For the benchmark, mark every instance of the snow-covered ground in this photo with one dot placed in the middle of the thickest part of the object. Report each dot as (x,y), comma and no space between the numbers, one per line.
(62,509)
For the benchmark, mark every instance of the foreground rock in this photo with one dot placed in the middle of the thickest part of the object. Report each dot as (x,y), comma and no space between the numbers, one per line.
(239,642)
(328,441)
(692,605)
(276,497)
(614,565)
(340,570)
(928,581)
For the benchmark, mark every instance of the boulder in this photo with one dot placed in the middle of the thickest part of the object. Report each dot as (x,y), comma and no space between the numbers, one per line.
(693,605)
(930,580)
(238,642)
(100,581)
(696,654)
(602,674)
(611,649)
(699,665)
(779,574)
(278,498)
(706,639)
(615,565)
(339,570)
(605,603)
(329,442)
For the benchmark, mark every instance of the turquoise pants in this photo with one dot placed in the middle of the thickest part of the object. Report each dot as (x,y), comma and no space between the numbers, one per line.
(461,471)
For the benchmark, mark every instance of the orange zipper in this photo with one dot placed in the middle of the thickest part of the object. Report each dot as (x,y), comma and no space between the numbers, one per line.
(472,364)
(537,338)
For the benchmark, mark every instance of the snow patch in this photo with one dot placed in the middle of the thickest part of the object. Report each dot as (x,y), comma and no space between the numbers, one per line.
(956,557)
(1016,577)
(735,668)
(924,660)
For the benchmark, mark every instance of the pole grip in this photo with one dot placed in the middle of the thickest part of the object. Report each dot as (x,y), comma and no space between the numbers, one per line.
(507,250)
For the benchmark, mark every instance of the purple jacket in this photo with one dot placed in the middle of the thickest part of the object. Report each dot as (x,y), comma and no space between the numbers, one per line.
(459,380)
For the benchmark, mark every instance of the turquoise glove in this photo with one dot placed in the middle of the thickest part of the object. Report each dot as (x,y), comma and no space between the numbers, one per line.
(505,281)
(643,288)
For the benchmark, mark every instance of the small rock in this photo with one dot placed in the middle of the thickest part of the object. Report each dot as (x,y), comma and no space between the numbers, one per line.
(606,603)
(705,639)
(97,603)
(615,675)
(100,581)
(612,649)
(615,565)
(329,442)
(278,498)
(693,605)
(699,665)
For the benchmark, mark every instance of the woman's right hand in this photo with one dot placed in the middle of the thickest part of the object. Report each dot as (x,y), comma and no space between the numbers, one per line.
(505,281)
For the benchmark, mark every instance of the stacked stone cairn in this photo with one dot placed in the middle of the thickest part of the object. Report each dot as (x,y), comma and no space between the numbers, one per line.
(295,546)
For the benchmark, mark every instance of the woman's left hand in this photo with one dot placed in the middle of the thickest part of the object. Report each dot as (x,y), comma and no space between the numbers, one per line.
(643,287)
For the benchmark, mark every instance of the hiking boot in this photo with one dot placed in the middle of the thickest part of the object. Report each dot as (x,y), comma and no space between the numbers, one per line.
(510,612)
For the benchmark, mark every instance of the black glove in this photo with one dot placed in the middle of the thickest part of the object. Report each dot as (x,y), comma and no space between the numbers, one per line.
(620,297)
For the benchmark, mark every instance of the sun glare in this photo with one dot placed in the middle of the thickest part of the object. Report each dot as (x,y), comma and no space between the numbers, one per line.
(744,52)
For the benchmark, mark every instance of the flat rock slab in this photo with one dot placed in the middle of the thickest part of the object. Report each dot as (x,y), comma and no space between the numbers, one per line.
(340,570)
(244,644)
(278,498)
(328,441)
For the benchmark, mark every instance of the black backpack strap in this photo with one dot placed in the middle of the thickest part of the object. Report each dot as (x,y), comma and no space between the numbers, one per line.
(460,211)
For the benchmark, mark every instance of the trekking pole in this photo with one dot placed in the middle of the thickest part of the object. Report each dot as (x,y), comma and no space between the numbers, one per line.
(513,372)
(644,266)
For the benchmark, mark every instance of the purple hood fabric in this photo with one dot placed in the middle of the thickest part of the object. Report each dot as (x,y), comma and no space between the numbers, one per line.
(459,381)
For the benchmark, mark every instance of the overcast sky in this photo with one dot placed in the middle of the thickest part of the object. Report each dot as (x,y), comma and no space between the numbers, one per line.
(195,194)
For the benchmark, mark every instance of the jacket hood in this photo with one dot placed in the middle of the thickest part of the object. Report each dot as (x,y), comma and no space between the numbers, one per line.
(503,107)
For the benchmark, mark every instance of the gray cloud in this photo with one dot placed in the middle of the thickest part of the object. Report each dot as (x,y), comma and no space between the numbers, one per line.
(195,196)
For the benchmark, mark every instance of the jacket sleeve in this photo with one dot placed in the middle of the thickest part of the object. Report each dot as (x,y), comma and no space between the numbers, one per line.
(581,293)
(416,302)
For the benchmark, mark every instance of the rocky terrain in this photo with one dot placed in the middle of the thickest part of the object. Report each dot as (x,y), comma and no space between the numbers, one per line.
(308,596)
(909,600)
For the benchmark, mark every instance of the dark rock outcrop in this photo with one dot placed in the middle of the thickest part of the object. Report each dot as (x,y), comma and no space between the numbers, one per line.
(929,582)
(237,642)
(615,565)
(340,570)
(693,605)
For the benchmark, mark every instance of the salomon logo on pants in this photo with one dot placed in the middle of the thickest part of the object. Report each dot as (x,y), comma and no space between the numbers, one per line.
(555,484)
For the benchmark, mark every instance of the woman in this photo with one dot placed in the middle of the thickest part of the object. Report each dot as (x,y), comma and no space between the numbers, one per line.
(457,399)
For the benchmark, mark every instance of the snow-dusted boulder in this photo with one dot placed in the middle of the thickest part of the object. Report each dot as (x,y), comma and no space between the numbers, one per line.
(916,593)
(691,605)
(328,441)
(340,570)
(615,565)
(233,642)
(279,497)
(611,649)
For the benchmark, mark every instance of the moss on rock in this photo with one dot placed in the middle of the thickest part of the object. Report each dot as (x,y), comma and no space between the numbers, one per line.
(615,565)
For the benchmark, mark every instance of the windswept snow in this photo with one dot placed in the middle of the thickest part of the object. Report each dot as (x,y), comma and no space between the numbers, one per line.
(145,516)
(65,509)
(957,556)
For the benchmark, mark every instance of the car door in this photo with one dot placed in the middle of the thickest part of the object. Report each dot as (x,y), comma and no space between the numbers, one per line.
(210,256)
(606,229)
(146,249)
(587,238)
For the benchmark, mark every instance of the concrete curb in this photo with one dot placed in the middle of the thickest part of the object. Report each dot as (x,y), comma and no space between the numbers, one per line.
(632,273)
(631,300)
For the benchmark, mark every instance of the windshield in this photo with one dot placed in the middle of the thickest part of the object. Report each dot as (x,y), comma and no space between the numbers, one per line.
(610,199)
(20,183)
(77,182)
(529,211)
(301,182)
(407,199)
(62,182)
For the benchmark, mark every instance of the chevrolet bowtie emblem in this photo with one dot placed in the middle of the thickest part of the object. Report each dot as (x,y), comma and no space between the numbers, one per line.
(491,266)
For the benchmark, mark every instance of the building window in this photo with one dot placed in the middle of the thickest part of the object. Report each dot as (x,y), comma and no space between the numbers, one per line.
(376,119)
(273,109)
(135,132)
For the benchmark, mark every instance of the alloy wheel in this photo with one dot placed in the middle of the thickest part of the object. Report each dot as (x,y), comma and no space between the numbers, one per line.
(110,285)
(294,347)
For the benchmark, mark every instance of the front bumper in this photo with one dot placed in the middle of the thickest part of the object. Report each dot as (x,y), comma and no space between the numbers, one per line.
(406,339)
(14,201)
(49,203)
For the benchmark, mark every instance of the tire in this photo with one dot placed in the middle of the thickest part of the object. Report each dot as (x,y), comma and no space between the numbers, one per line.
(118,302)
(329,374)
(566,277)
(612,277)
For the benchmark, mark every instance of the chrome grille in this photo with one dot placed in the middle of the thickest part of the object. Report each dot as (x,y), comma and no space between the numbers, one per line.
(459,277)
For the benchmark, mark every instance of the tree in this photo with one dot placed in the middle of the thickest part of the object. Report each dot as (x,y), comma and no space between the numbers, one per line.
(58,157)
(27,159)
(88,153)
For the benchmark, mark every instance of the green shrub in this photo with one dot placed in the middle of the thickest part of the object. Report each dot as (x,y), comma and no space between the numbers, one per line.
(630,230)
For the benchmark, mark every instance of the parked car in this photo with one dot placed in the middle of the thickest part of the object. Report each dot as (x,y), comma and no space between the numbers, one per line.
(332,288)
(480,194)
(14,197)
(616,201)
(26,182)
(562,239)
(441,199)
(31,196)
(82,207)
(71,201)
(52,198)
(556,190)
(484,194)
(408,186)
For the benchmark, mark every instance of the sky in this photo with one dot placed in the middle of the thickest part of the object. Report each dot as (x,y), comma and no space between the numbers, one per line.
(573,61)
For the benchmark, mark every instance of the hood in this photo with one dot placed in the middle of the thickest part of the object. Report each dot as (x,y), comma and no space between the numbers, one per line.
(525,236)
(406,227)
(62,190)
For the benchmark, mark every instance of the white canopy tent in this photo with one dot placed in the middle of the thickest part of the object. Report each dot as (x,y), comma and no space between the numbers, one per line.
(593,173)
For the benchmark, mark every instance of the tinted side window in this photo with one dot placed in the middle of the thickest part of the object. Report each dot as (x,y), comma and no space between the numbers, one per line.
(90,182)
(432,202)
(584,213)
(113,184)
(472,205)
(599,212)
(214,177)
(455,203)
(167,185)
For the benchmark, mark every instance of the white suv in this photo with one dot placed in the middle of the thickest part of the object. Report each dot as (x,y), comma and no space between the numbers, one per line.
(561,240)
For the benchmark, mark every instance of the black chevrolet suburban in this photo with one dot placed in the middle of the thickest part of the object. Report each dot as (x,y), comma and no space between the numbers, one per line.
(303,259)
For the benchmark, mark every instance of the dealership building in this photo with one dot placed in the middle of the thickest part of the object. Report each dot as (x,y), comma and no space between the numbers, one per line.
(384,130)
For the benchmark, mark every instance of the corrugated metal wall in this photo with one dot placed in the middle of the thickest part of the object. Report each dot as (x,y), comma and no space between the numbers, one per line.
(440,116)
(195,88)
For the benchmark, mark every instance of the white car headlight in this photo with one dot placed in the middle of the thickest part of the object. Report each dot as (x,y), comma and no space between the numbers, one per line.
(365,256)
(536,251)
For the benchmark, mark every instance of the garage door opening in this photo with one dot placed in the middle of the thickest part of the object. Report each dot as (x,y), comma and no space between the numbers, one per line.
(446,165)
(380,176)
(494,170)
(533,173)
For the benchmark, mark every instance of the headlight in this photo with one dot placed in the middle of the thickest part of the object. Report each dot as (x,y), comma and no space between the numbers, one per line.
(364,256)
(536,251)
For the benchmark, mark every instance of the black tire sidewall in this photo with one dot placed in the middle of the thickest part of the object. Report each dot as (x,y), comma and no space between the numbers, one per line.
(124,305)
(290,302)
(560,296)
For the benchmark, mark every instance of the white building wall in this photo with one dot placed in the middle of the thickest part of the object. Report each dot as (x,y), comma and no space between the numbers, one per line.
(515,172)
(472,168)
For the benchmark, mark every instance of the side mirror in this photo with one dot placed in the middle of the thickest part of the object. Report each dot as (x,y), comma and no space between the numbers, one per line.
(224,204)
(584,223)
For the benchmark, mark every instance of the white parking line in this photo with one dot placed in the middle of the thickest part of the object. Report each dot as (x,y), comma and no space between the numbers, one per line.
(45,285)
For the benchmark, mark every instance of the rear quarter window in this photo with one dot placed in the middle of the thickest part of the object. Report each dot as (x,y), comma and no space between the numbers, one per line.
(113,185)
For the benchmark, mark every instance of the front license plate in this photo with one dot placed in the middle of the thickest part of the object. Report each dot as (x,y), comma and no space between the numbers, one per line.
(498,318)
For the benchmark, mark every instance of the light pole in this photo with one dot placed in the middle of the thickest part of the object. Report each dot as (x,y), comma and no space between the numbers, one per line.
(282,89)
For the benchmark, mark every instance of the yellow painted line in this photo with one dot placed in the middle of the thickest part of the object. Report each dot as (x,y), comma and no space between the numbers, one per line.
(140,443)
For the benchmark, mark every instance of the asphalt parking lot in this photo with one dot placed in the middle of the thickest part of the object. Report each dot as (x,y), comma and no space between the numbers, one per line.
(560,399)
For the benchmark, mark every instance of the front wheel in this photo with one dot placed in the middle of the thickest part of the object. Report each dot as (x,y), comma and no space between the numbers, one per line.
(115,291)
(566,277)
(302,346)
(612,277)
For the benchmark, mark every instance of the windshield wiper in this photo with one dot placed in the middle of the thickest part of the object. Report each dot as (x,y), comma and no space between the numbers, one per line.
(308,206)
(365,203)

★ ★ ★ ★ ★ ★ ★

■ STATED TASK ■
Set down again, word for word, the rows above from the one containing "For the benchmark, mark every instance of the yellow" through the end of the rows.

■ OUTPUT ■
For the benchmark, mark every instance of the yellow painted line in this photo with one dot placed in the middle of the thickest part of the object. Report each dot as (x,y), comma and no space between the numbers, one per line.
(140,443)
For the benchmark, mark every instance of the asphalt parking lot in this photo with one dot placed in the middle of the thickest part of the object. Report each dot as (x,y), comma and no space between the numbers, one per line.
(560,399)
For the benchmark, mark every instance of the front wheel in this photo with one dot placed in the middle of the thickest part of the object. Report each dot as (x,y), comma and no space between the numbers, one per line.
(115,291)
(566,277)
(302,346)
(612,277)
For the benchmark, mark every instance of the windshield wiper in this photo with one dot placed in the middle of the thickest part of the object. Report each dot as (x,y), comma and no space between the numbers, one per line.
(308,206)
(365,203)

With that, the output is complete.